What the task asks
Without reproducing any image, print the listing below exactly.

Information shown
- - - -

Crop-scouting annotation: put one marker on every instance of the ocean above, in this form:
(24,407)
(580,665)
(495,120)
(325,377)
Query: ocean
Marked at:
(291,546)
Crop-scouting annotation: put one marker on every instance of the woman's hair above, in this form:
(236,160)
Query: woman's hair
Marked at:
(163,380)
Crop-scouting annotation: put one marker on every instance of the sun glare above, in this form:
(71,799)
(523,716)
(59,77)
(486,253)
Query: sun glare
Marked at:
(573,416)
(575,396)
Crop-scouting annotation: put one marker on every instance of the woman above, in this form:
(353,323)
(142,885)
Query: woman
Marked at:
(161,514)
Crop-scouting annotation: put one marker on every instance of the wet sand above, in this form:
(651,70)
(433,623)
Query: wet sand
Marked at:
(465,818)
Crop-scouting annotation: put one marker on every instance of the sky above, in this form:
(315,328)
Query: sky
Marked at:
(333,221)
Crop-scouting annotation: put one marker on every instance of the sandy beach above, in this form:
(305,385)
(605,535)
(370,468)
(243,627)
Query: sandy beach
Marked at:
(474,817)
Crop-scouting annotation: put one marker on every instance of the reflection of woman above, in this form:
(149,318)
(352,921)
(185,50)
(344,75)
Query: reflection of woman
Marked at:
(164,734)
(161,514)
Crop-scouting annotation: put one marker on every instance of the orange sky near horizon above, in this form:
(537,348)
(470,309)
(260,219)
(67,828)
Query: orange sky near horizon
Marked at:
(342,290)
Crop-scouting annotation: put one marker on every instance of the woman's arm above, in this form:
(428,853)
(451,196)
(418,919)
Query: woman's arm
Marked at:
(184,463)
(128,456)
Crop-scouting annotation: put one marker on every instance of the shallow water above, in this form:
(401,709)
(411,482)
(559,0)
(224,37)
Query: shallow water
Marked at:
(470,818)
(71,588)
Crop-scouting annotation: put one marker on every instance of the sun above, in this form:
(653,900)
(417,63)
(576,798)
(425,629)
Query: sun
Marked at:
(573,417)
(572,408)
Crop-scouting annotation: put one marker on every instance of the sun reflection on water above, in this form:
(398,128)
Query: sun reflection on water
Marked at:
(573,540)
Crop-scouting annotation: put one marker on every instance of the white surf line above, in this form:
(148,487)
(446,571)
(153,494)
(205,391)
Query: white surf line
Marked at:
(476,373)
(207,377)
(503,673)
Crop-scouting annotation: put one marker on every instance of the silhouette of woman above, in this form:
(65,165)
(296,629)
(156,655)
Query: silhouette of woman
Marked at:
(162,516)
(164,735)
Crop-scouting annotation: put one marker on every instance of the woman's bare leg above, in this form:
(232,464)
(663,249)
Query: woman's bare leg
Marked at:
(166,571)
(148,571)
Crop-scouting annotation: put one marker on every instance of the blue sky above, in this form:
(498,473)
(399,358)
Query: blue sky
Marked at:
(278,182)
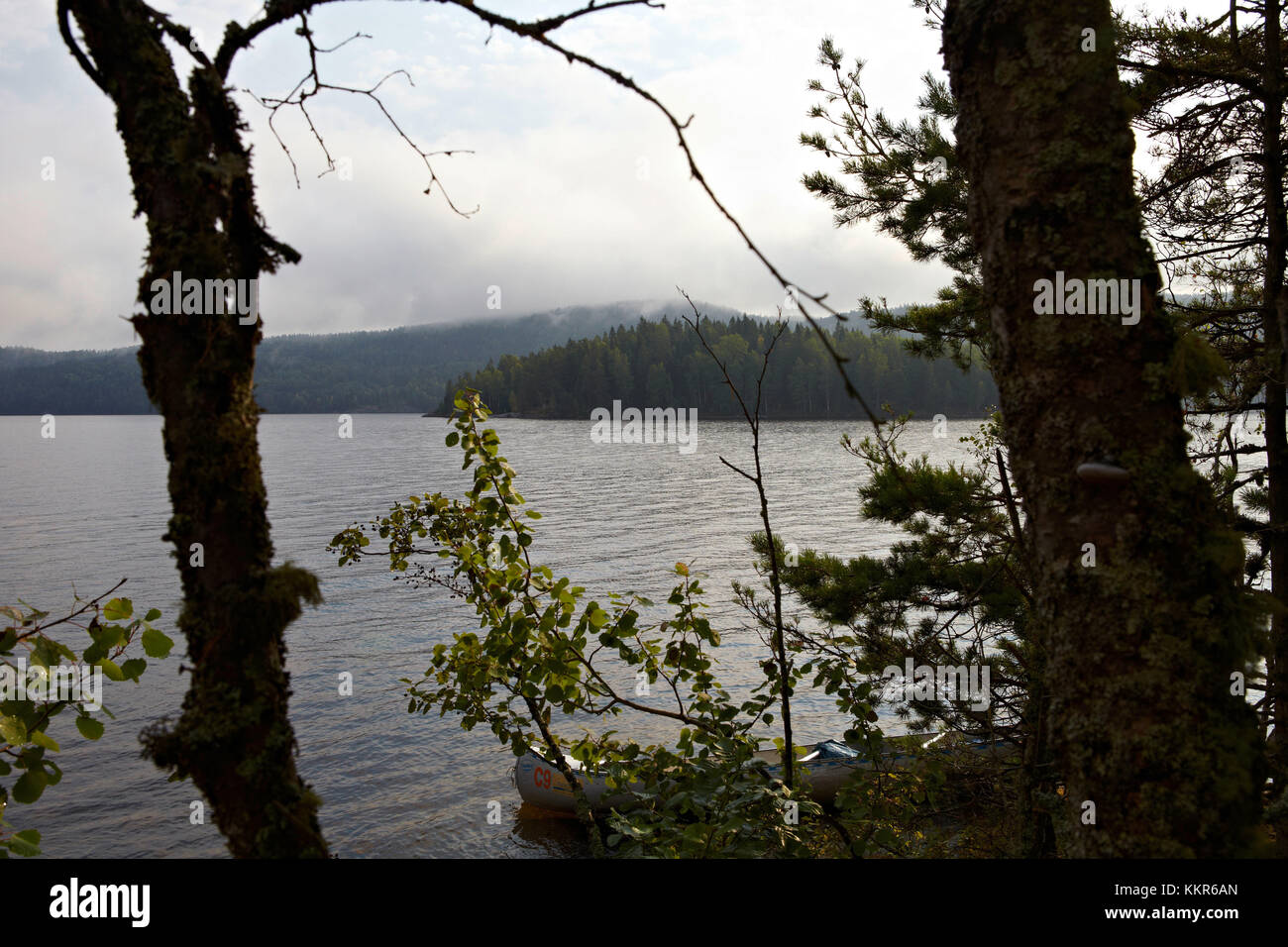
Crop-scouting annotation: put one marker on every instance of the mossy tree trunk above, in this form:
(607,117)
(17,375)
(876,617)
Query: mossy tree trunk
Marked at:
(1275,321)
(1142,644)
(192,182)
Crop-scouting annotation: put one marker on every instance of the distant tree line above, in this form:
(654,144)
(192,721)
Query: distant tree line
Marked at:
(662,365)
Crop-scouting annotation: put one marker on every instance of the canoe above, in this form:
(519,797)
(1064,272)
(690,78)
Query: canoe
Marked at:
(828,764)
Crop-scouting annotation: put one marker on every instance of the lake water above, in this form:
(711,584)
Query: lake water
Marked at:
(89,506)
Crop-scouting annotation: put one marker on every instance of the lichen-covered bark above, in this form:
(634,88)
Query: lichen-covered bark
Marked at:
(1275,321)
(192,182)
(1141,646)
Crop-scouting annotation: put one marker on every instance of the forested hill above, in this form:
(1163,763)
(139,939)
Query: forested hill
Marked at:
(394,369)
(664,365)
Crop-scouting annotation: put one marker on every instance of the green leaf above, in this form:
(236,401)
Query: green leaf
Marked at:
(156,643)
(12,731)
(30,787)
(117,608)
(89,727)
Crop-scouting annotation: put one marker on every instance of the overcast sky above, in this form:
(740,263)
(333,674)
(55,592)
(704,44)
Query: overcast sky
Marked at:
(583,195)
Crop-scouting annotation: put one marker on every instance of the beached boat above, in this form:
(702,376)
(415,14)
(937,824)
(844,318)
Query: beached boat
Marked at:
(827,764)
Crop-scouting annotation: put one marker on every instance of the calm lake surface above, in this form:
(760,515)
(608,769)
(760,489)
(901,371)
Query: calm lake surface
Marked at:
(89,506)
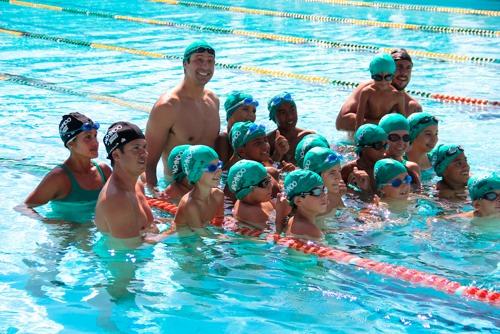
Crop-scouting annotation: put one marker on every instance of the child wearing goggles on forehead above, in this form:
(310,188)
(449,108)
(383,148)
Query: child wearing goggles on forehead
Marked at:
(379,97)
(205,202)
(251,184)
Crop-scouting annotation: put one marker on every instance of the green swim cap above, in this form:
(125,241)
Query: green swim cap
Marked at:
(243,177)
(479,186)
(300,181)
(197,47)
(394,122)
(195,159)
(443,155)
(319,159)
(418,122)
(368,134)
(386,170)
(382,63)
(243,132)
(306,143)
(276,101)
(237,99)
(174,164)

- - - -

Finished exercise
Crop-scouting annotation: put one marker on every instance of the ocean above, in this form:
(24,407)
(580,665)
(495,120)
(325,377)
Query: ocean
Marked at:
(291,546)
Crop-scouting annotation: put one marker on every instance of the woman's hair above, in this form:
(236,160)
Query: woman's hair
Marked at:
(163,380)
Crop-scouting annotation: put one marker on every instance of the sun glare above, in this form:
(71,799)
(523,716)
(59,77)
(486,253)
Query: sun glare
Marked at:
(573,416)
(575,396)
Crop-scouting annotation: put one marker on every instance of the woman above, in this form:
(353,323)
(142,885)
Query: woman
Marked at:
(161,514)
Crop-scouting annotation: put one marker on every instance of the wet sand above, in this form:
(651,70)
(433,623)
Query: wet sand
Marked at:
(465,818)
Crop-scouting annotation: put one marker on every instance of the sky above, in this form:
(315,328)
Query: sky
Marked at:
(333,221)
Crop-scouting annotation: put one marker on every instance of the sandy beach above, in this form:
(305,385)
(605,535)
(370,468)
(243,627)
Query: sandy beach
Marked at:
(474,817)
Crop-scouting annotation: put one marker on every instance of the reflection of woman above, in this form:
(149,318)
(352,921)
(185,50)
(344,75)
Query: reflection of woman
Marked at:
(164,734)
(161,514)
Crop-scouting annotation: put one marker on every instance of the orange sky near horizon above, in this form:
(537,348)
(470,309)
(260,219)
(67,828)
Query: orange sky near horizon
Marked at:
(342,290)
Crop-scouting annotation: put one marker on every instance of the woman's arm above, in this form:
(428,853)
(451,196)
(418,919)
Query: woman's arm
Marked at:
(184,463)
(128,456)
Crop-scouting annotation: put one marker on every instance of the shallow water above, in this form:
(401,709)
(411,482)
(559,0)
(224,37)
Query: shallow water
Marked at:
(470,818)
(71,588)
Crop-scouting annotation: put one marker on every instance of the sun above, in this form:
(653,900)
(417,63)
(576,798)
(425,629)
Query: sun
Marked at:
(573,417)
(572,408)
Crop-scouting annotation: put one marker on every instance of the sun reflection on water above, in this form:
(398,128)
Query: sun reflection on water
Marked at:
(573,540)
Crop-scouting annotation: put one marker on every instance of the white surf line above, in this form:
(148,487)
(446,571)
(153,494)
(205,391)
Query: white surf line
Marked at:
(476,373)
(207,377)
(503,673)
Crop-scouting annotation: put one marker on every instance of the silhouette of woman above, in this form:
(65,165)
(296,629)
(156,655)
Query: silhouette of woman
Marked at:
(162,516)
(164,735)
Crop-scouting annotation: put one marker on every instance of the woman's bare leg above, in this form:
(232,464)
(663,249)
Query: woman's bare leg
Marked at:
(166,571)
(148,571)
Crop-scouting annotation: put one marker on every instance of the blue sky above, in this form:
(498,473)
(399,358)
Query: blue sky
Marked at:
(278,182)
Crop-scouting annotation: put one marker on every instance of the mossy tree trunk above, in this form:
(607,117)
(17,375)
(876,617)
Query: mossy tree trunk
Marked at:
(1275,321)
(1142,644)
(192,182)
Crop-scouting annotation: put one marker on every instance of the distant tree line above, in this form:
(654,144)
(192,721)
Query: distant tree line
Marked at:
(662,365)
Crop-scouting annotation: put one marker on every instance of the canoe above, in this form:
(519,797)
(1064,272)
(690,78)
Query: canoe
Marked at:
(828,764)
Crop-scouting annotation: put one marker on every instance of the lake water above, in this form:
(711,584)
Query: lake water
Marked at:
(89,506)
Crop-scouting annotation: put one marker on every instance of the lichen-covered bark above, in this form:
(634,88)
Query: lichen-covered bark
Marked at:
(1275,321)
(192,182)
(1141,646)
Crop-scouting annotation: put one marker on every instance of the forested hill above, in this form:
(1163,763)
(139,939)
Query: forested hill
Marked at:
(394,369)
(664,365)
Crop-scouting annotation: put one marker on every instance of the green leaf above, in this form:
(236,401)
Query: green leaf
Marked at:
(156,643)
(12,731)
(30,787)
(117,608)
(89,727)
Crop-scouting annotation: put one marker on every instance of the overcast sky above, in this form:
(740,263)
(333,674)
(55,592)
(704,44)
Query: overcast sky
Marked at:
(583,195)
Crop-scouting annotation: put one marker on every instance of the beached boat above, in this form:
(702,376)
(415,14)
(937,824)
(844,318)
Query: beached boat
Marked at:
(827,764)
Crop-scouting annotation: put one marker on every instance of the calm lake surface above, in this form:
(760,515)
(608,769)
(760,489)
(901,371)
Query: calm lake surface
Marked at:
(89,506)
Crop-scouting annotation: put one marker on every instance of the child wearing goggles on forehead above, in this form:
(310,188)
(449,108)
(383,148)
Query: child wearing goggles on forehead
Marked at:
(379,97)
(205,202)
(251,184)
Crop-scouting annotation: put one marker on every instance of the green swim cap above, in this form:
(125,241)
Query: green swim cap
Marked at:
(243,177)
(479,186)
(300,181)
(197,47)
(394,122)
(195,159)
(443,155)
(319,159)
(418,122)
(368,134)
(386,170)
(382,63)
(243,132)
(306,143)
(276,101)
(237,99)
(174,164)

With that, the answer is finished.